_The exercise_
Pull out each line of the records below that includes the string "grass", treating uppercase and lowercase as different.

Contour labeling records
---+---

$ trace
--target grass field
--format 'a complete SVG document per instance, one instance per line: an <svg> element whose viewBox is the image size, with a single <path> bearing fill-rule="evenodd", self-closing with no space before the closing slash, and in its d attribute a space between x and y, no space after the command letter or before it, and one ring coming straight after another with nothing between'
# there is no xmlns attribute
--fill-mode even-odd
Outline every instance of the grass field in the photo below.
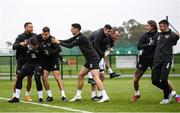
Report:
<svg viewBox="0 0 180 113"><path fill-rule="evenodd" d="M180 94L180 77L170 77L177 93ZM12 85L14 81L0 80L0 97L12 97ZM26 80L24 80L21 100L24 100ZM68 99L75 95L76 80L65 79L65 91ZM82 97L78 102L61 102L60 92L54 79L50 79L51 90L53 93L53 102L43 102L40 105L30 103L8 103L6 100L0 99L0 112L70 112L72 109L83 110L88 112L180 112L180 103L173 100L168 105L160 105L163 95L162 91L151 84L150 78L142 78L140 82L141 99L135 103L130 101L133 95L132 78L116 78L106 79L105 87L110 96L110 101L105 103L97 103L90 99L90 85L85 82ZM38 103L35 83L31 89L33 102ZM44 98L46 94L44 92ZM47 105L48 104L48 105ZM54 108L52 107L54 106ZM55 107L59 108L55 108ZM64 110L63 108L68 108ZM71 109L70 109L71 108ZM70 109L70 110L69 110Z"/></svg>

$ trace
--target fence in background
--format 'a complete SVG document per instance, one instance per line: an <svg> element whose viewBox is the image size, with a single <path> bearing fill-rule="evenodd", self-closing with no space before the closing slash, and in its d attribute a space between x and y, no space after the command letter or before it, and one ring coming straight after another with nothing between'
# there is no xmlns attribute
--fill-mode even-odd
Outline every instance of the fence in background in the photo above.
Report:
<svg viewBox="0 0 180 113"><path fill-rule="evenodd" d="M173 55L172 72L180 70L180 54ZM61 75L78 74L85 59L82 55L63 55L64 63L60 64ZM138 61L137 54L111 54L109 55L109 62L114 70L119 68L135 68ZM123 67L124 66L124 67ZM16 72L16 59L14 55L0 56L0 77L9 76L10 80L15 76ZM132 73L133 74L133 73ZM63 76L62 76L63 77Z"/></svg>

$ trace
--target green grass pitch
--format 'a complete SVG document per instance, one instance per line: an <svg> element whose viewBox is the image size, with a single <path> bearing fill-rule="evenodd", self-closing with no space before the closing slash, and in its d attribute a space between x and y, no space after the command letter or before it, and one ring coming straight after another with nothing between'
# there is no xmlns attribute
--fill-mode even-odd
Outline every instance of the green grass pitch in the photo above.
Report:
<svg viewBox="0 0 180 113"><path fill-rule="evenodd" d="M83 110L88 112L180 112L180 103L173 100L168 105L160 105L163 94L162 91L151 84L150 78L142 78L140 81L141 98L137 102L131 102L130 98L133 95L132 78L106 78L104 84L107 93L110 97L109 102L97 103L90 99L90 84L85 79L85 84L82 92L82 100L78 102L61 102L60 92L54 79L50 79L50 87L54 97L53 102L43 102L51 106L60 106ZM170 77L177 93L180 94L180 77ZM12 97L12 85L14 81L0 80L0 97ZM64 79L66 96L71 99L76 92L76 79ZM26 80L23 83L21 100L24 100ZM31 97L33 102L37 101L37 92L35 82L31 89ZM44 99L46 92L44 91ZM28 103L8 103L6 100L0 99L0 112L71 112L69 110L57 109L48 106L33 105Z"/></svg>

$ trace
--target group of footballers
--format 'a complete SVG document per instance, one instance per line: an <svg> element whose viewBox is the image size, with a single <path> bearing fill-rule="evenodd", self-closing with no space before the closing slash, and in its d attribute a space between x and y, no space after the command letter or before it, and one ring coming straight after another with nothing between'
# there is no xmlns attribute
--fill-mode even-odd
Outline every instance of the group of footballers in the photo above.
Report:
<svg viewBox="0 0 180 113"><path fill-rule="evenodd" d="M81 100L81 92L84 77L88 75L88 83L92 84L91 99L98 100L98 103L109 101L109 96L103 85L104 69L108 69L110 78L118 77L112 71L108 55L112 51L114 42L120 37L120 31L107 24L90 34L87 38L81 33L81 25L73 23L71 32L73 37L67 40L58 40L50 34L50 28L44 27L42 33L33 33L31 22L24 24L25 32L18 35L13 44L16 50L17 59L17 79L14 84L13 98L8 102L20 101L20 92L23 79L27 76L27 86L25 100L32 101L30 89L32 76L34 75L39 102L43 102L42 82L47 92L46 102L53 101L53 96L48 82L50 71L54 75L58 84L61 100L64 102ZM149 20L145 26L144 33L138 42L138 50L142 50L139 55L137 70L134 77L135 94L132 101L140 98L139 80L148 67L152 70L152 84L163 90L164 98L160 104L168 104L176 95L172 84L168 81L169 71L172 63L172 47L176 45L179 34L171 31L169 22L162 20L159 22L159 30L155 21ZM78 74L77 92L74 98L68 100L65 95L63 81L59 71L59 59L62 60L61 47L72 48L78 46L85 57L85 64Z"/></svg>

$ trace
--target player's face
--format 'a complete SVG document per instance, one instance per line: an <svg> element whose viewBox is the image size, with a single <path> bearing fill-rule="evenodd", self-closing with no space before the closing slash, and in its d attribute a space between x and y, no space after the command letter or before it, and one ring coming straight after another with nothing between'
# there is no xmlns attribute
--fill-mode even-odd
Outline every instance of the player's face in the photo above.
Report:
<svg viewBox="0 0 180 113"><path fill-rule="evenodd" d="M106 29L106 28L104 28L103 31L104 31L104 34L105 34L106 36L110 36L110 35L111 35L111 29Z"/></svg>
<svg viewBox="0 0 180 113"><path fill-rule="evenodd" d="M115 31L112 35L111 35L111 38L114 40L114 41L116 41L116 40L118 40L119 38L120 38L120 32L118 32L118 31Z"/></svg>
<svg viewBox="0 0 180 113"><path fill-rule="evenodd" d="M146 29L146 32L152 32L154 28L151 25L146 24L145 29Z"/></svg>
<svg viewBox="0 0 180 113"><path fill-rule="evenodd" d="M71 27L71 33L72 35L77 35L79 33L79 29Z"/></svg>
<svg viewBox="0 0 180 113"><path fill-rule="evenodd" d="M159 24L159 29L161 32L165 32L168 29L168 25L166 24Z"/></svg>
<svg viewBox="0 0 180 113"><path fill-rule="evenodd" d="M25 31L28 32L28 33L33 33L33 25L32 24L28 24L25 27Z"/></svg>
<svg viewBox="0 0 180 113"><path fill-rule="evenodd" d="M43 37L43 40L47 40L50 36L50 33L49 32L42 32L42 37Z"/></svg>

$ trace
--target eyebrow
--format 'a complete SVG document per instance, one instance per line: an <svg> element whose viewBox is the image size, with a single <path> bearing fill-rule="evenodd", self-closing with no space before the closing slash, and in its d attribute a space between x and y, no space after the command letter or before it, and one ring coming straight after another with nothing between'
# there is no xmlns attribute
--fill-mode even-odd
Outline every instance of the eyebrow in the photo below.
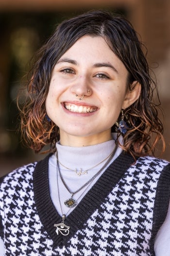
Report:
<svg viewBox="0 0 170 256"><path fill-rule="evenodd" d="M71 59L59 59L58 61L57 61L57 64L63 62L68 62L71 64L74 64L74 65L78 65L78 63L76 60Z"/></svg>
<svg viewBox="0 0 170 256"><path fill-rule="evenodd" d="M95 67L107 67L111 68L114 71L115 71L117 74L119 74L118 70L116 68L115 68L112 65L109 64L109 63L97 63L93 65L93 66Z"/></svg>
<svg viewBox="0 0 170 256"><path fill-rule="evenodd" d="M78 65L78 62L76 61L76 60L75 60L74 59L61 59L58 61L57 61L57 64L59 64L60 63L63 63L63 62L68 62L70 63L71 64L73 64L74 65ZM102 63L96 63L93 65L93 67L106 67L111 68L115 72L117 73L117 74L119 74L119 72L118 70L116 69L116 68L115 68L112 65L109 63L105 63L105 62L102 62Z"/></svg>

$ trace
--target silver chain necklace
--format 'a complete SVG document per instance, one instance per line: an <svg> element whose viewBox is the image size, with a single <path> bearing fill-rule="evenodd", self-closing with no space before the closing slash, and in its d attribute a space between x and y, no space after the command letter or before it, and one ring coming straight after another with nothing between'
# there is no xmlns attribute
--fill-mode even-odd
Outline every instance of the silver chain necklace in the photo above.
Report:
<svg viewBox="0 0 170 256"><path fill-rule="evenodd" d="M89 171L90 170L91 170L92 169L93 169L93 168L96 167L97 166L98 166L98 165L99 165L101 163L102 163L103 162L104 162L104 161L107 160L107 158L110 158L110 157L112 155L112 154L113 154L113 152L112 152L110 155L109 155L109 156L108 156L105 158L104 158L103 160L101 161L101 162L100 162L100 163L98 163L98 164L96 164L94 166L92 166L92 167L90 167L90 168L87 169L87 170L85 170L85 171L84 172L82 172L82 168L80 168L80 171L78 171L77 168L75 168L74 170L73 170L72 169L68 168L68 167L67 167L66 166L64 165L64 164L61 163L61 162L58 159L57 152L56 153L56 157L57 158L57 161L59 162L59 163L60 164L61 164L61 165L62 165L62 166L63 166L63 167L65 168L66 169L67 169L68 170L69 170L70 171L72 171L72 172L74 172L77 175L78 175L78 176L80 177L81 175L82 175L83 174L87 174L87 173L88 173L87 172L88 171Z"/></svg>
<svg viewBox="0 0 170 256"><path fill-rule="evenodd" d="M112 151L112 153L110 154L110 157L107 160L107 161L105 163L104 165L103 165L103 166L99 170L99 171L98 171L98 172L97 172L89 180L88 180L86 182L85 182L85 184L83 185L83 186L82 186L80 188L79 188L78 189L77 189L77 190L76 190L75 191L74 191L74 192L72 192L72 191L71 191L70 190L70 189L68 188L68 185L67 185L65 181L64 180L64 179L63 178L63 177L61 173L61 171L60 171L60 168L59 168L59 167L58 161L57 160L57 168L58 168L58 172L59 172L59 174L60 177L60 178L61 179L61 181L62 181L63 184L64 185L64 186L65 187L65 188L66 188L66 189L68 190L68 191L69 194L70 194L71 195L71 197L69 198L69 199L66 200L64 202L64 203L65 203L65 205L66 205L66 206L67 206L68 207L69 207L69 208L72 208L72 207L74 207L74 206L75 206L76 205L77 202L73 198L73 197L74 195L75 195L78 192L79 192L79 191L82 190L82 189L84 189L88 184L89 184L90 183L91 183L92 181L93 181L93 180L94 180L94 179L98 175L99 175L99 174L102 172L102 171L103 170L104 170L104 169L106 167L106 166L107 166L108 164L110 162L110 161L112 159L112 158L113 158L114 155L115 155L115 152L116 152L116 150L117 149L117 148L118 148L118 145L117 145L117 144L116 144L115 145L115 148L114 148L114 150Z"/></svg>
<svg viewBox="0 0 170 256"><path fill-rule="evenodd" d="M89 183L90 183L90 182L91 182L95 178L95 177L97 177L98 176L98 175L99 175L101 173L101 172L102 172L102 171L103 170L104 170L105 167L106 167L107 164L111 160L112 158L113 157L113 156L114 156L114 155L115 154L115 152L116 152L117 148L118 148L118 145L116 144L116 146L115 146L115 148L114 149L114 150L113 151L113 152L111 154L109 159L107 160L107 162L104 164L104 165L102 167L102 168L100 169L99 170L99 171L98 171L98 172L97 173L96 173L96 174L95 174L95 175L94 175L93 176L93 177L92 177L88 181L87 181L84 185L82 186L82 187L81 187L79 189L77 190L76 191L74 191L74 192L71 192L71 191L70 191L70 190L68 189L68 186L67 185L65 180L64 180L64 179L63 179L63 178L62 177L62 176L61 175L61 172L60 171L60 169L59 169L59 166L58 166L58 161L57 160L57 170L58 170L58 173L59 174L60 178L61 178L62 182L63 182L64 186L66 187L66 188L67 189L67 190L68 191L68 192L70 194L71 194L71 198L70 199L68 199L68 200L67 200L65 202L65 204L67 206L68 206L69 208L71 208L75 206L75 205L76 205L77 202L74 199L72 198L73 196L74 195L75 195L75 194L77 193L78 192L79 192L79 191L80 191L82 189L83 189L85 186L87 186L87 185L89 184ZM59 185L58 185L58 178L57 173L57 190L58 190L59 201L59 203L60 203L60 205L61 212L62 212L62 221L61 223L58 223L58 224L54 224L54 226L56 228L56 233L57 233L57 234L58 235L59 235L59 233L60 233L63 236L68 236L69 234L69 229L70 229L70 227L69 226L67 226L67 225L66 225L65 224L65 219L66 219L66 215L68 215L68 212L70 211L70 209L67 212L67 213L66 213L66 214L63 214L63 211L62 211L62 206L61 206L61 200L60 200L60 194L59 194ZM84 192L83 192L82 194L83 194L83 193ZM82 195L79 197L79 198L81 197ZM77 200L78 200L79 198L78 198Z"/></svg>

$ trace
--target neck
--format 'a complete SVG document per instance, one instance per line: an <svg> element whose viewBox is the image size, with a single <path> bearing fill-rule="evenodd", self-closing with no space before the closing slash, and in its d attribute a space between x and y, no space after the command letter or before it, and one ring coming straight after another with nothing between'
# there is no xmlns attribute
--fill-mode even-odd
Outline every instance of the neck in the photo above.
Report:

---+---

_Answer below_
--target grass field
Outline every instance of the grass field in the photo below.
--target green grass pitch
Outline every instance of the green grass pitch in the photo above.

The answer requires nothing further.